• **WRITTEN EXERCISE**
Could you arrange the records below as a two-column CSV with the headers instruction and polygons? Give one row per record, put its request text and its answer each in a single quoted field with line breaks changed to spaces, and leave the pictures out.

>> START SUPPLIED ENTRIES

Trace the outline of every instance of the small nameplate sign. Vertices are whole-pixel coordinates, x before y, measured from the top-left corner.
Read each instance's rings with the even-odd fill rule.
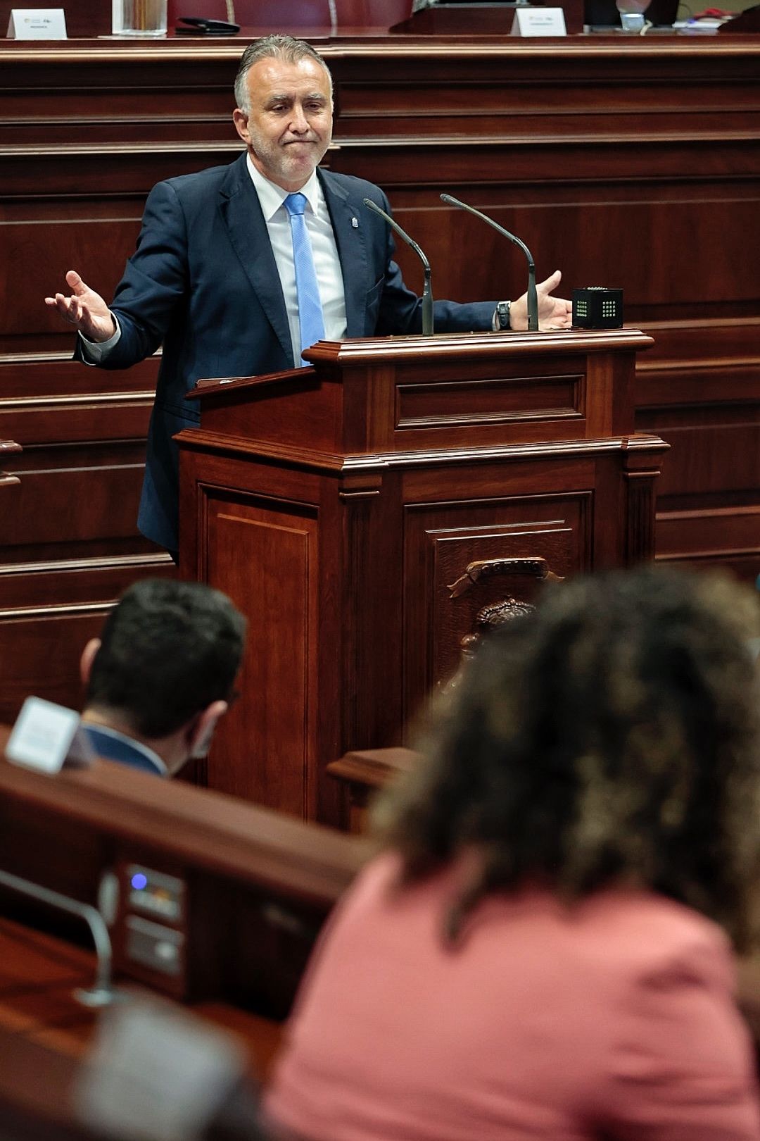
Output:
[[[65,40],[63,8],[13,8],[8,21],[9,40]]]
[[[38,772],[59,772],[64,763],[91,764],[95,751],[74,710],[42,697],[27,697],[16,719],[6,756]]]
[[[515,8],[513,35],[566,35],[562,8]]]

>> END SUPPLIED ENTRIES

• **IN RESPONSE**
instruction,polygons
"Trace the outline of every instance of the small nameplate sign. Vertices are whole-pixel coordinates, x before y, measured from the top-left corner. Read each instance's rings with the even-odd fill rule. Output:","[[[65,40],[63,8],[13,8],[8,21],[9,40]]] [[[38,772],[59,772],[64,763],[91,764],[95,751],[74,710],[42,697],[27,697],[16,719],[6,756]]] [[[515,8],[513,35],[566,35],[562,8]]]"